EXTRAIT:
....................

Port-au-Prince / Montréal, 25 juillet 2025 – Dans une lettre ouverte adressée au Secrétaire d’Etat Américain Marco Rubio, le fils de feu Jovenel Moïse, Joverlein Moïse, relance l’appel à la justice pour l’assassinat de son père, quatre ans après les faits. Si la démarche se veut solennelle et empreinte de dignité, elle suscite aussi des interrogations de fond sur le changement brutal de ton adopté envers les États-Unis, acteurs pourtant centraux dans ce dossier à la fois judiciaire, diplomatique et géopolitique.

....................

LES DONNÉES:
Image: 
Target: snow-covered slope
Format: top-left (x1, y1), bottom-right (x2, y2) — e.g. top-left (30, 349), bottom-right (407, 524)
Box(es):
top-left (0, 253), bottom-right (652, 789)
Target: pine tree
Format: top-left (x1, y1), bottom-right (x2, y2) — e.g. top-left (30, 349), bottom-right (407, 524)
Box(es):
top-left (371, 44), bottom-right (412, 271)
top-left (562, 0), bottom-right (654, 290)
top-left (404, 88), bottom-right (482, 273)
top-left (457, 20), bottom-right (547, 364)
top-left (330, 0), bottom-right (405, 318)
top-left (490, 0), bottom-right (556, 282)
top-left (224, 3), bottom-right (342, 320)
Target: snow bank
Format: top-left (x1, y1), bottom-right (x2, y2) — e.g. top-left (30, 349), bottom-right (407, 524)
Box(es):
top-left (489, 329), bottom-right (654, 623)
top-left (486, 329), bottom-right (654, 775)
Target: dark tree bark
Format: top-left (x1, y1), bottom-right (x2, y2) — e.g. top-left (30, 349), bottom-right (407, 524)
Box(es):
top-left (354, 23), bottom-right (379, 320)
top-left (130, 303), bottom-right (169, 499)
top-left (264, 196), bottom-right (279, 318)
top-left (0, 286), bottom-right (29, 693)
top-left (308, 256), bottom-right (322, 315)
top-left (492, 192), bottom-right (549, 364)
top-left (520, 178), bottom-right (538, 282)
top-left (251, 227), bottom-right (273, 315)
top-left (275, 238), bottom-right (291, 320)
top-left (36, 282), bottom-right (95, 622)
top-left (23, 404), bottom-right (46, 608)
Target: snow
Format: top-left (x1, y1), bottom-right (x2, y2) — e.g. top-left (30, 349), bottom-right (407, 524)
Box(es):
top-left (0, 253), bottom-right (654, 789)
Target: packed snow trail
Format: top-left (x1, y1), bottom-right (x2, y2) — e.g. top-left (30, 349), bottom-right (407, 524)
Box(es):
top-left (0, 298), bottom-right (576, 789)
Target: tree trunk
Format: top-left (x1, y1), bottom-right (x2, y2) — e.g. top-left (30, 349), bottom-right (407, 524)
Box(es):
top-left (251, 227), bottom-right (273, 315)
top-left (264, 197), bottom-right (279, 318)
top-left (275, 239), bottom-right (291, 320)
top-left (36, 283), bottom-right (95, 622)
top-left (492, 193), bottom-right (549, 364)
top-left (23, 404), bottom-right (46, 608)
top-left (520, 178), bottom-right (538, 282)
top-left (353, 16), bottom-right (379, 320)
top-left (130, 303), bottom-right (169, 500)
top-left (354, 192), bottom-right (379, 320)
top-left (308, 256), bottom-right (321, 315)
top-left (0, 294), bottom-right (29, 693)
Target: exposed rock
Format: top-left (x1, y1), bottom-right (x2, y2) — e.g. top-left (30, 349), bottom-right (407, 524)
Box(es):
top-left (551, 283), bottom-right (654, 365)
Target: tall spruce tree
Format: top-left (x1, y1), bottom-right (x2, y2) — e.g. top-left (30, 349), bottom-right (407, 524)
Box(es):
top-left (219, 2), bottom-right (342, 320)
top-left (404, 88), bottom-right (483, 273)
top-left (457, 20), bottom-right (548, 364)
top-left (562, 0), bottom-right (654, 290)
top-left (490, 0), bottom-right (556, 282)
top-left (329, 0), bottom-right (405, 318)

....................

CONSIGNE: Relevez, dans l'ordre où elles apparaissent, toutes les personnes désignées par leur nom dans l'extrait.

RÉSULTAT: Marco Rubio, Jovenel Moïse, Joverlein Moïse